* BEGIN Dataset extract *

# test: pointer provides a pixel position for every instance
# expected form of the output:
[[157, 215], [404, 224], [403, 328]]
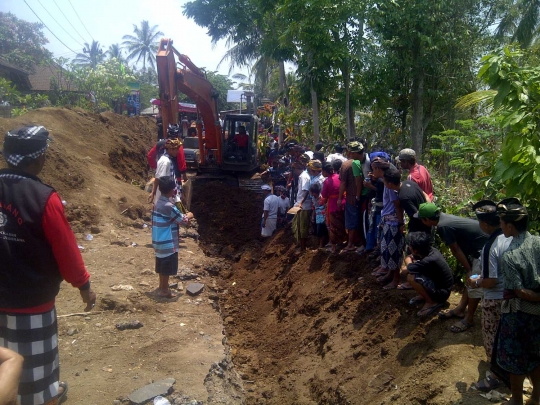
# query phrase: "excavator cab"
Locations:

* END Dataset extract *

Problem details:
Lay out the data above as a Markdown table with two columns, Row and Line. Put a row number in Row and the text of the line in Line, skip blank lines, and leave the pictures out.

Result of the task:
| Row | Line |
|---|---|
| 1 | # test: pointer provides a pixel position for every instance |
| 2 | # expected form of the output: |
| 3 | [[157, 215], [404, 224], [403, 328]] |
| 4 | # query phrase: "excavator cab" |
| 5 | Locations: |